== Trecho exibido ==
Meu amigo Pracinha, por Helton Costa

Pracinha é recebido pela família no retorno para casa

Meu amigo Pracinha nasceu várias décadas antes dos meus pais e, claro, antes de eu mesmo ter nascido.

Cresceu e morou no interior do Brasil, trabalhou na roça com a família. Quando foi para o Exército, meu amigo Pracinha só queria cumprir o tempo e sair. Tinha o sonho de ser motorista na cidade grande. Veio a guerra e levou seus sonhos.

Meu amigo Pracinha nunca tinha visto o mar e sequer conhecia a capital do nosso estado, que dirá a o Rio de Janeiro, a capital do Brasil naquela época. Ele viajou de navio, comeu comida enlatada, vomitou até não poder mais e desembarcou na Itália. Pisou em terra, olhou para o céu e pediu proteção divina.

Ele não era forte, não era alto, era mais feio que bonito, filho do João e da dona Maria, um desses tipos que a gente encontra e se identifica.

No acampamento, cantou em volta da fogueira, entre um treinamento e outro. Quase chorou de saudade de casa, mas, tinha a convicção de que daria conta e que Deus cuidaria do pessoal aqui no Brasil.

== Tarefa ==
Escreva a continuação do relato sobre o amigo Pracinha, começando logo depois da última frase apresentada.

== Listagem exibida ==
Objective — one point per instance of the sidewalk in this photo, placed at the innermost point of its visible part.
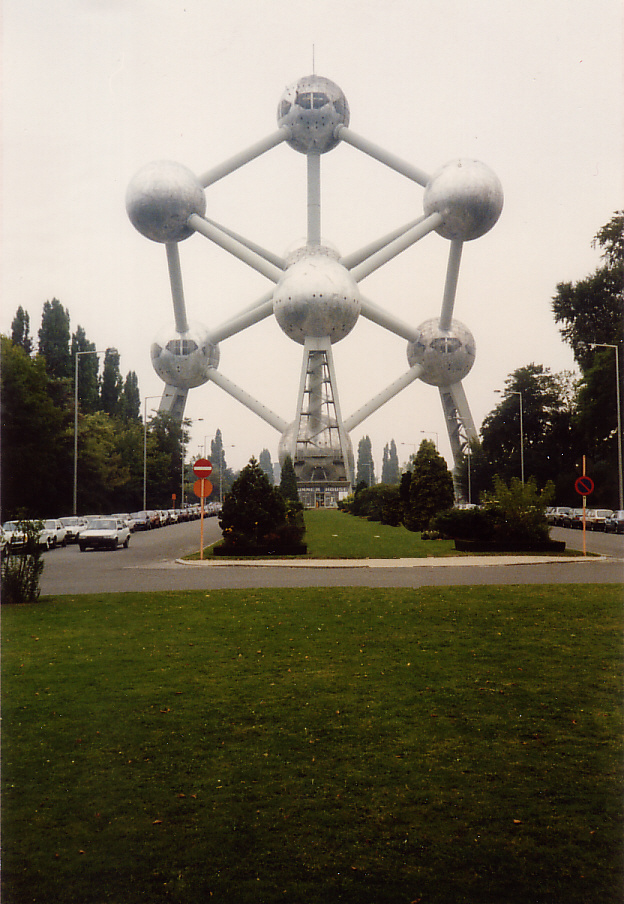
(429, 562)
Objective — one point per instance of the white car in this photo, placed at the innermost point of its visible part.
(104, 533)
(56, 533)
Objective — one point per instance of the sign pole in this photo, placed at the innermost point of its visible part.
(201, 532)
(584, 510)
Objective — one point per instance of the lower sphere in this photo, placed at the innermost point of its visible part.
(184, 360)
(469, 197)
(446, 356)
(160, 199)
(316, 297)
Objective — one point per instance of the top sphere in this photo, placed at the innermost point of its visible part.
(313, 108)
(160, 199)
(468, 195)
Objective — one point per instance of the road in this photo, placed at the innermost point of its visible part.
(149, 564)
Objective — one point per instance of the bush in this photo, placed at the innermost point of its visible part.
(513, 514)
(256, 518)
(22, 567)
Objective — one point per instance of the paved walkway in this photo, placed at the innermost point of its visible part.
(428, 562)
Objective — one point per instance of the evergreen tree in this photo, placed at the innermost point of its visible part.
(365, 465)
(130, 399)
(112, 382)
(288, 481)
(253, 511)
(390, 467)
(20, 331)
(54, 339)
(267, 466)
(431, 488)
(88, 389)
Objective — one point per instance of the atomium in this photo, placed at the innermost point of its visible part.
(315, 292)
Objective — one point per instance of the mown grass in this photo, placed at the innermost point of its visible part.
(331, 534)
(315, 745)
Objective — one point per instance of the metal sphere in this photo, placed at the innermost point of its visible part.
(309, 464)
(447, 356)
(316, 297)
(468, 195)
(313, 108)
(184, 360)
(160, 199)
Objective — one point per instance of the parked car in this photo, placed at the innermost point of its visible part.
(57, 533)
(141, 520)
(597, 517)
(104, 533)
(72, 525)
(615, 523)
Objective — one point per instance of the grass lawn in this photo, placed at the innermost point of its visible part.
(446, 745)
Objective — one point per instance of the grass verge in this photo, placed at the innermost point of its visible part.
(369, 746)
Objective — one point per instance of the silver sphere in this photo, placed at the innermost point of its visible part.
(184, 360)
(160, 199)
(447, 356)
(315, 461)
(316, 297)
(313, 108)
(468, 195)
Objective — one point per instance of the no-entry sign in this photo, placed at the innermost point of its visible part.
(584, 485)
(202, 468)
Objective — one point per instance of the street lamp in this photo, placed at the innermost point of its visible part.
(89, 352)
(619, 414)
(519, 394)
(145, 400)
(433, 433)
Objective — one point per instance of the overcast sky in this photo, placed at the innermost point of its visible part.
(94, 89)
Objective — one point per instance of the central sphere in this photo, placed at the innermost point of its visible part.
(316, 297)
(312, 109)
(185, 359)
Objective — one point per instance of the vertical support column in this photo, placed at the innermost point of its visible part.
(314, 199)
(450, 286)
(177, 292)
(460, 426)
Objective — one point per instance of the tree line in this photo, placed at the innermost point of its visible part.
(38, 408)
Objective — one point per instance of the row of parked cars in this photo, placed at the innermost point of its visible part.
(98, 531)
(595, 519)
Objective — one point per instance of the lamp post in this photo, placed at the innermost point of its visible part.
(431, 433)
(519, 394)
(145, 401)
(78, 354)
(619, 414)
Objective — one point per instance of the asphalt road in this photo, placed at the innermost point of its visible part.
(149, 564)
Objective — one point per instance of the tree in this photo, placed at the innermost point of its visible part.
(548, 402)
(112, 382)
(591, 313)
(88, 389)
(54, 339)
(365, 464)
(431, 488)
(35, 431)
(20, 331)
(130, 398)
(253, 511)
(267, 466)
(390, 466)
(288, 481)
(591, 310)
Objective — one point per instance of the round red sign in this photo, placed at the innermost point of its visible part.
(202, 468)
(584, 485)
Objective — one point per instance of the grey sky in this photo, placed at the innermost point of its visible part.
(94, 89)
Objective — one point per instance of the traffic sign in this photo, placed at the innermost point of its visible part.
(584, 485)
(202, 488)
(202, 467)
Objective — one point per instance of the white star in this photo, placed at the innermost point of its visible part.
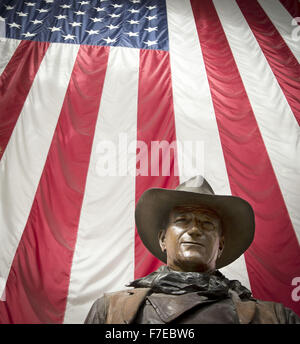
(92, 32)
(22, 14)
(42, 10)
(80, 13)
(133, 21)
(68, 37)
(150, 29)
(151, 7)
(36, 21)
(11, 25)
(109, 40)
(99, 9)
(151, 17)
(134, 11)
(132, 34)
(149, 43)
(28, 34)
(53, 28)
(76, 24)
(111, 27)
(114, 15)
(95, 20)
(60, 16)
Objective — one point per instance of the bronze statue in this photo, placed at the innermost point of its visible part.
(194, 232)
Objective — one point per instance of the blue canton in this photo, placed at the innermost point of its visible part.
(138, 24)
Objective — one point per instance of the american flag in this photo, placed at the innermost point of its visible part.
(76, 75)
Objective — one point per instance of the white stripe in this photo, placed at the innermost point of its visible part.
(104, 254)
(7, 48)
(194, 113)
(282, 20)
(25, 155)
(278, 126)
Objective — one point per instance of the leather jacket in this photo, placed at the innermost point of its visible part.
(123, 307)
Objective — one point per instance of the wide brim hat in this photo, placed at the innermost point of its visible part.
(236, 215)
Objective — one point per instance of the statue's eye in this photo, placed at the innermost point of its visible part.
(180, 219)
(208, 225)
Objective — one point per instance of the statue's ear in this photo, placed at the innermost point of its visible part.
(161, 239)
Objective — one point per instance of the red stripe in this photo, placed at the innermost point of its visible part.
(155, 122)
(273, 259)
(280, 58)
(38, 282)
(292, 6)
(15, 84)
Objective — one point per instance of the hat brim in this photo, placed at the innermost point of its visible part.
(237, 216)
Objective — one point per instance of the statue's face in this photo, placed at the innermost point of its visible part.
(192, 239)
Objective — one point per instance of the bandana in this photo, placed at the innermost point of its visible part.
(167, 281)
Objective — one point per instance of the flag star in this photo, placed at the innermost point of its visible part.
(28, 34)
(151, 7)
(133, 21)
(151, 17)
(92, 32)
(114, 15)
(11, 25)
(65, 6)
(99, 9)
(109, 40)
(79, 13)
(42, 10)
(53, 28)
(75, 24)
(68, 37)
(149, 43)
(22, 14)
(111, 27)
(150, 29)
(36, 21)
(95, 20)
(60, 16)
(134, 11)
(132, 34)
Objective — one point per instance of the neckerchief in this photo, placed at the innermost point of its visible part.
(167, 281)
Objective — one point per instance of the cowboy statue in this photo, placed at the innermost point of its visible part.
(194, 232)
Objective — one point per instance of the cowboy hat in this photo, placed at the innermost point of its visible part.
(236, 214)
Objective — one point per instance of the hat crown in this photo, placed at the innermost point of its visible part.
(197, 184)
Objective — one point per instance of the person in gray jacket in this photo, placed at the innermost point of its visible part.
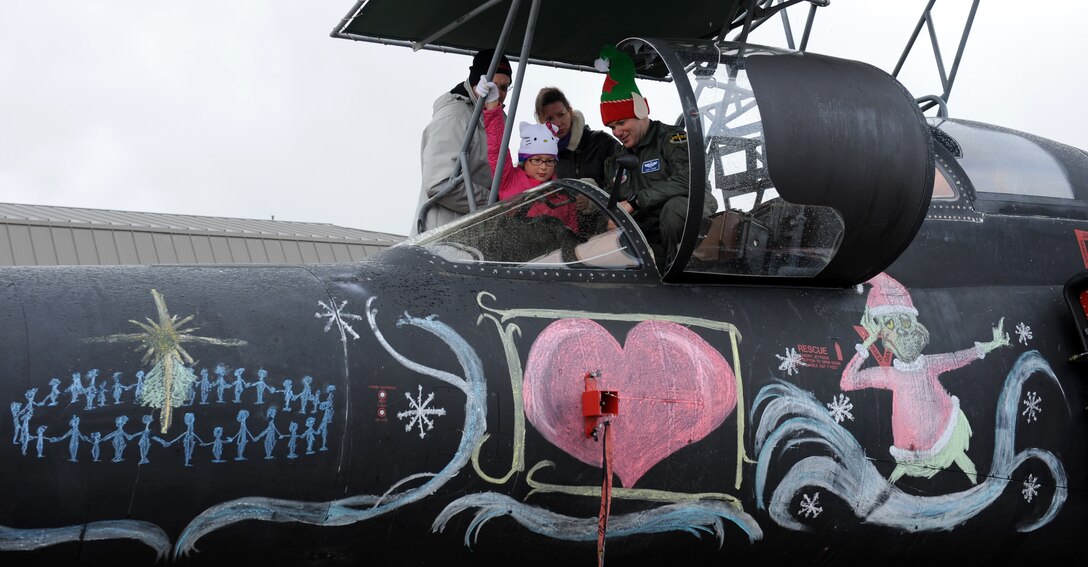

== Resposta escrita ==
Enviado ao combate, segurou os nervos no primeiro bombardeio que sofreu e prometeu ao Pai Celestial que tentaria ser uma pessoa melhor se sobrevivesse.

Meu amigo Pracinha viu os pedaços de carne do amigo de regimento, da mesma cidade que a dele, passar amontoado em cima de uma maca e assistiu o sargento chorar de dor sem metade das tripas, atingido por uma MG42.

Outro dia xingou mentalmente o tenente que os mandou atacar sem os devidos cuidados, desejou a morte de todos os alemães da face da Terra e que fosse uma morte dolorosa e cheia de sofrimentos.

Meu amigo Pracinha deu cigarro ao prisioneiro que se entregava dizendo “Kamaraden, kamaraden”.

No inverno, ele foi pedra, rocha e montanha, resistiu com bravura aos quase 20 graus negativos na posição mais afastada do mais alto monte em poder dos brasileiros.

Quando o inverno passou, era veterano, sabia que era matar ou morrer e mesmo assim se comoveu ao acertar com um único tiro no peito, um alemão de meia idade que guarnecia uma posição de morteiros.

Meu amigo Pracinha passou por caminhos minados e saiu com vida. Esteve em Roma, Firenze e Pistóia para aproveitar um dia de folga, depois voltou ao inferno em Monte Castelo, La Serra, Montese, Castelnuovo e no cerco aos alemães em Fornovo/Collecchio. Quando os alemães tentaram romper o cerco em Segalara, viu o branco dos olhos do inimigo, disparando a menos de um metro. Era um menino, talvez mais novo que ele. Ficou triste, mas, era a guerra. Rezou por aquela alma tão jovem, com o cadáver a lhe observar com os olhos abertos.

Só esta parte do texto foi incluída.